:: TEXT PASSAGE ::

Urban Acupuncture: Small Solutions for Big Problems


The Guardian explains:

Could urban design infused with Chinese medicinal theory offer a solution? Watch for the "urban acupuncture" movement to transform urban life in the coming decade. Traced to Finnish architect Marco Casagrande, this school of thought eschews massive urban renewal projects in favour a of more localised and community approach.

"Urban acupuncture is a surgical and selective intervention into the urban environment," said Los Angeles architect and professor John Southern in an interview, "instead of large scale projects that involve not only thousands of acres, but investment and infrastructure that municipalities can no longer provide."

The idea seems to be to find small things that can be easily fixed/upgraded and do hundreds of those, rather than doing that one big ball-buster of a redevelopment. For instance, rather than building some giant Marine Park or exhibition centre, invest that 150 million dollars into creating 150 high quality small parks for $500,000 grand a pop, and put the other 75 million into upgrading a hundred dilapidated local libraries and community buildings. The article notes that with modern mapping and GIS technology, it’s pretty damn easy to run a database of every building/space in a city that could use an upgrade. That’s just my interpretation of this trendy new idea, it may be little more than a buzzword, we’ll see.

:::
:: DATASET CONTENT ::

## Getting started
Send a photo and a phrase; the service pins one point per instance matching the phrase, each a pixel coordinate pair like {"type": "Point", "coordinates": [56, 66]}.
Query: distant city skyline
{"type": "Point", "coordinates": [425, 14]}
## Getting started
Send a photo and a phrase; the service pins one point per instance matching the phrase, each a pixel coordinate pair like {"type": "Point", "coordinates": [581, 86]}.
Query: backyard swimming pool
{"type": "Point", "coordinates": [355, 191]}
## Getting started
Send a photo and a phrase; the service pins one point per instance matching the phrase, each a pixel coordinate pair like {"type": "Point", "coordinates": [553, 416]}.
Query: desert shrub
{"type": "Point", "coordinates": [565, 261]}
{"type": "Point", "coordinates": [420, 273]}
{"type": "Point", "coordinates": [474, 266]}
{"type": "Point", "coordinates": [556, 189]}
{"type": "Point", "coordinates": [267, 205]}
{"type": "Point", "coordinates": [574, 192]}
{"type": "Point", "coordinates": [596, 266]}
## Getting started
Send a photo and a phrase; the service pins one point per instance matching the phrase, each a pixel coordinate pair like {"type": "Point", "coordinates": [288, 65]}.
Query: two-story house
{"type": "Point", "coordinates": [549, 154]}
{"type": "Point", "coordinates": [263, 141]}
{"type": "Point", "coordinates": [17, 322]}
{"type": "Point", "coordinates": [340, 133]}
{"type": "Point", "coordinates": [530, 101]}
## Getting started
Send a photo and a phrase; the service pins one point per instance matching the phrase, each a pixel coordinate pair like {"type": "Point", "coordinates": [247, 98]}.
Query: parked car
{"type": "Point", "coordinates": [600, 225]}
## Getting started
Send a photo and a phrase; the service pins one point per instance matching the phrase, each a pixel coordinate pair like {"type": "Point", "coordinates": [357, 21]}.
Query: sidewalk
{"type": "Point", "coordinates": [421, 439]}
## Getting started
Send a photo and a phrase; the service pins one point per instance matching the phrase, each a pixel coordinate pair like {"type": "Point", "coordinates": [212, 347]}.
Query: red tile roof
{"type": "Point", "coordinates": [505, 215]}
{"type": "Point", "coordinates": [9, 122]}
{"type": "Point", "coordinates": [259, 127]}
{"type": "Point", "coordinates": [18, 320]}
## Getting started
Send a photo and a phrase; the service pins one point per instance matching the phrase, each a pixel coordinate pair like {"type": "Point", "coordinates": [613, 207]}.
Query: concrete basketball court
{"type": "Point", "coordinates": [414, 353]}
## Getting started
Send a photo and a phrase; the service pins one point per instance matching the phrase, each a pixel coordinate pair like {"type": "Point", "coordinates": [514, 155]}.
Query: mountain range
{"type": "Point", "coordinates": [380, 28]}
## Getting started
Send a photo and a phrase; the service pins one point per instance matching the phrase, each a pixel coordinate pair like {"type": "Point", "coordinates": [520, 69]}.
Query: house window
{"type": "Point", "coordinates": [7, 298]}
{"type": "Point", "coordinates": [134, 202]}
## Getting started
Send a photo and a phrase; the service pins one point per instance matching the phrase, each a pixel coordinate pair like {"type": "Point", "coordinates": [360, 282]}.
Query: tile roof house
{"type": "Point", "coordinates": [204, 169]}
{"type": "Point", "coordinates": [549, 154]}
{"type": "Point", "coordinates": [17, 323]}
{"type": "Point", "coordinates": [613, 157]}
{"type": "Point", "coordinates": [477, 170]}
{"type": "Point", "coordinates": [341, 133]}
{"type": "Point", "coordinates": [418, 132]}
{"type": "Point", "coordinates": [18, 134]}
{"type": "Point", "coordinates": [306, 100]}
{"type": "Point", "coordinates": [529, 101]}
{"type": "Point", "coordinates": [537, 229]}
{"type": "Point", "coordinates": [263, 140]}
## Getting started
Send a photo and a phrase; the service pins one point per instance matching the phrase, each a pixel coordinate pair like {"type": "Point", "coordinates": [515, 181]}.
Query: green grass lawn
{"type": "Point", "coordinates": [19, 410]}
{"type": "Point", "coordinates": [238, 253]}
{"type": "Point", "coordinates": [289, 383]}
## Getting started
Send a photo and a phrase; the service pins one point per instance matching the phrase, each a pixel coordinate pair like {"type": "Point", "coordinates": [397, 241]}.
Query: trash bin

:::

## DIRECTIONS
a - Which dollar amounts does the urban acupuncture text mention? List each one.
b - Can you output the urban acupuncture text verbatim, from "The idea seems" to "buzzword, we’ll see."?

## WRITTEN RESPONSES
a -
- 150 million dollars
- $500,000
- 75 million

b -
The idea seems to be to find small things that can be easily fixed/upgraded and do hundreds of those, rather than doing that one big ball-buster of a redevelopment. For instance, rather than building some giant Marine Park or exhibition centre, invest that 150 million dollars into creating 150 high quality small parks for $500,000 grand a pop, and put the other 75 million into upgrading a hundred dilapidated local libraries and community buildings. The article notes that with modern mapping and GIS technology, it’s pretty damn easy to run a database of every building/space in a city that could use an upgrade. That’s just my interpretation of this trendy new idea, it may be little more than a buzzword, we’ll see.